----- Supplied data -----

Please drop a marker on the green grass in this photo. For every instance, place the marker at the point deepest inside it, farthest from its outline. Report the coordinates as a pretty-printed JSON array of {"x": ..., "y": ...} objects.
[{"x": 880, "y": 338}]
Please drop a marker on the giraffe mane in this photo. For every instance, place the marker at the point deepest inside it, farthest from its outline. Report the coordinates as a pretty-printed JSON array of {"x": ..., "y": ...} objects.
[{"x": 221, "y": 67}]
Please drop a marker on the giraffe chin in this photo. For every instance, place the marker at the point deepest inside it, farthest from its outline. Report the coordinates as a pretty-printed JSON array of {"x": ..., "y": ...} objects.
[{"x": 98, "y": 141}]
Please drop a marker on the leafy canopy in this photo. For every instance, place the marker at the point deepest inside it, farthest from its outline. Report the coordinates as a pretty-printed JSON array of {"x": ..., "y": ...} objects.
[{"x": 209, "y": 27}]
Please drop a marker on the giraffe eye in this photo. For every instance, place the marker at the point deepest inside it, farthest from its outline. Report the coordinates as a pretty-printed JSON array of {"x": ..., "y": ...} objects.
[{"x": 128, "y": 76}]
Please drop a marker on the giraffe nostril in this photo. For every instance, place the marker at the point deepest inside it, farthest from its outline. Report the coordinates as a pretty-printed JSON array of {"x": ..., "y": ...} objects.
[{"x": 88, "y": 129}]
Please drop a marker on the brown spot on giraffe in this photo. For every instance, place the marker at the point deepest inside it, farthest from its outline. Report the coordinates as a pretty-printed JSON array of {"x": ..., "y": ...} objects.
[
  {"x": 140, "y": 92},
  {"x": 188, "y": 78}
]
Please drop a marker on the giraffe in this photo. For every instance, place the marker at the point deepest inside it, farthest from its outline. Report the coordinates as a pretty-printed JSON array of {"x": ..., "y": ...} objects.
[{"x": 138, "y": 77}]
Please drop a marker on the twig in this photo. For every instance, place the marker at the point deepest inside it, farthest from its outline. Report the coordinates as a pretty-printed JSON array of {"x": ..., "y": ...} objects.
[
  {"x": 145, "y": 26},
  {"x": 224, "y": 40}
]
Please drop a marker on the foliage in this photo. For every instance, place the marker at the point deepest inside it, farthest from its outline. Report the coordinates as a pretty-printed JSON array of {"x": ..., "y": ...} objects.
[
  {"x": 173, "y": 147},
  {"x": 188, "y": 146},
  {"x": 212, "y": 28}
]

-----

» Description of the task
Repeat the data exactly. Leave nothing out.

» The completed task
Please drop a marker on the green grass in this photo. For every instance, place the marker at the point deepest inside it, farthest from its outline. Report the coordinates as a pretty-printed JSON array of {"x": ..., "y": ...} objects.
[{"x": 880, "y": 338}]
Please drop a marker on the giraffe mane in this photo. For every instance, place the marker at the point deepest inside it, farthest from its outline. Report the coordinates as a pretty-printed JSON array of {"x": ..., "y": ...} objects.
[{"x": 221, "y": 67}]
Please drop a marker on the giraffe chin in this photo. For every instance, place the marker at the point deepest inside it, farthest from its outline. Report the coordinates as a pretty-printed JSON array of {"x": ..., "y": ...} objects.
[{"x": 98, "y": 141}]
Please drop a marker on the leafy canopy in this photo. For every instance, place the marker at the point deepest inside it, farthest from its outline. Report the coordinates as a pretty-printed JSON array of {"x": ..., "y": ...} objects.
[{"x": 209, "y": 27}]
Please drop a marker on the giraffe eye in this photo. For every instance, place the marker at the point deepest inside it, farthest from its outline. Report the coordinates as a pretty-printed JSON array of {"x": ..., "y": ...} objects.
[{"x": 128, "y": 76}]
Please drop a marker on the giraffe nostril in this photo. For every instance, place the marker at the point deepest inside it, farthest from its outline. Report the coordinates as a pretty-printed JSON array of {"x": ..., "y": ...} objects.
[{"x": 88, "y": 129}]
Please drop a marker on the brown spot on giraffe in this photo. For every instance, place the marker at the point deepest inside it, farthest from its outline. Report the coordinates as a pretty-printed JSON array of {"x": ..., "y": ...} objects.
[
  {"x": 140, "y": 92},
  {"x": 188, "y": 78}
]
Please drop a marker on the giraffe in this photo. For every instance, place the marker at the point deepest inside it, farthest from its outline. Report the coordinates as a pretty-printed JSON array of {"x": ..., "y": ...} objects.
[{"x": 138, "y": 77}]
Please drop a marker on the twig in this photo. For every instance, place the marker at the point deepest inside it, farthest from its outline. Report the coordinates as a pretty-printed JSON array of {"x": ..., "y": ...} objects.
[
  {"x": 145, "y": 26},
  {"x": 224, "y": 40}
]
Please drop a marker on the foliage in this photo. For every instance, place the marker at the point deepest inside it, farthest from its outline. Report the coordinates as a pretty-printed JSON array of {"x": ..., "y": ...} objects.
[
  {"x": 173, "y": 147},
  {"x": 188, "y": 146},
  {"x": 212, "y": 28}
]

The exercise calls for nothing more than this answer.